[Task statement] The entries below must be repeated exactly. None may be skipped.

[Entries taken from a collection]
+ + + +
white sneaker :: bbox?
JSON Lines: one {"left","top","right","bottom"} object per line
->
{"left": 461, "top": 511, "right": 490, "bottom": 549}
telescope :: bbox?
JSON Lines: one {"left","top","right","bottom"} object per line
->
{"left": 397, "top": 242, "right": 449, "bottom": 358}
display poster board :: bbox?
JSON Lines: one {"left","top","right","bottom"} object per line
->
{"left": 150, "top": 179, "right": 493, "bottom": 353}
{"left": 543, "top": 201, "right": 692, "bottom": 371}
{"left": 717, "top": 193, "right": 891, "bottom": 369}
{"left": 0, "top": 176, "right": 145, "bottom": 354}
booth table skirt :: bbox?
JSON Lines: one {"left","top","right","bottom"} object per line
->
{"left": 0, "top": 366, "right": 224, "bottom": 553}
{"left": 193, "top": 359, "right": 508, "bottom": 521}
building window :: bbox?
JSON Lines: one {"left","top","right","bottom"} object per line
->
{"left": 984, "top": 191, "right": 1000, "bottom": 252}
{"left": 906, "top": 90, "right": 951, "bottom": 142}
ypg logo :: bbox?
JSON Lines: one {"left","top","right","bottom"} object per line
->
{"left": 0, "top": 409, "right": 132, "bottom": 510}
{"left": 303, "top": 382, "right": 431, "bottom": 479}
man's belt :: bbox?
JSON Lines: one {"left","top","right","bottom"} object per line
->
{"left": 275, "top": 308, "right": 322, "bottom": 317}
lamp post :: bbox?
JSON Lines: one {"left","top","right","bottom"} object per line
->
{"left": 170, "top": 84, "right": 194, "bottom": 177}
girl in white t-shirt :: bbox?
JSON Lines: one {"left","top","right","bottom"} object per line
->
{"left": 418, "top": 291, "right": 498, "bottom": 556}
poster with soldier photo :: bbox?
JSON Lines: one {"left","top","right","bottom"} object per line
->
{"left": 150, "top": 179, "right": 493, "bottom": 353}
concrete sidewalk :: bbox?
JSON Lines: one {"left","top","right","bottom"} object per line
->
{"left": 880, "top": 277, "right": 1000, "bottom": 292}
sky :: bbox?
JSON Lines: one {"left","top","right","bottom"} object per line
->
+ + + +
[Finished exercise]
white sneaker :: bbox?
JSON Lines: one {"left","top","right","bottom"} object per line
->
{"left": 461, "top": 511, "right": 490, "bottom": 549}
telescope :: bbox?
JSON Lines: one {"left","top","right","bottom"} object per line
->
{"left": 397, "top": 242, "right": 449, "bottom": 358}
display poster board :: bbox?
JSON Lines: one {"left","top","right","bottom"} object per line
->
{"left": 150, "top": 179, "right": 493, "bottom": 353}
{"left": 543, "top": 201, "right": 692, "bottom": 371}
{"left": 717, "top": 193, "right": 891, "bottom": 369}
{"left": 0, "top": 176, "right": 145, "bottom": 354}
booth table skirt :: bbox?
JSON Lines: one {"left","top","right","bottom"} object per line
->
{"left": 0, "top": 366, "right": 224, "bottom": 553}
{"left": 193, "top": 359, "right": 508, "bottom": 521}
building window :: bbox?
JSON Lines: one {"left","top","right","bottom"} object per line
->
{"left": 984, "top": 191, "right": 1000, "bottom": 252}
{"left": 906, "top": 90, "right": 951, "bottom": 142}
ypg logo :: bbox?
JSON Lines: one {"left","top","right","bottom"} object per line
->
{"left": 0, "top": 409, "right": 132, "bottom": 510}
{"left": 303, "top": 382, "right": 431, "bottom": 479}
man's belt :: bbox?
JSON Lines: one {"left","top","right","bottom"} object per line
->
{"left": 275, "top": 308, "right": 322, "bottom": 317}
lamp post :: bbox?
JSON Lines: one {"left","top","right","bottom"} object per line
->
{"left": 170, "top": 84, "right": 194, "bottom": 177}
girl in white t-shirt :: bbox?
JSON Lines: one {"left","top","right","bottom"} object per line
->
{"left": 418, "top": 291, "right": 498, "bottom": 556}
poster with soldier photo :: bbox?
JSON Lines: one {"left","top","right","bottom"} object per line
->
{"left": 150, "top": 179, "right": 493, "bottom": 353}
concrete sidewalk :: bbox?
JSON Lines: one {"left","top","right","bottom"} object per line
->
{"left": 880, "top": 277, "right": 1000, "bottom": 292}
sky :: bbox?
JSON Lines: one {"left","top","right","bottom"} object per line
->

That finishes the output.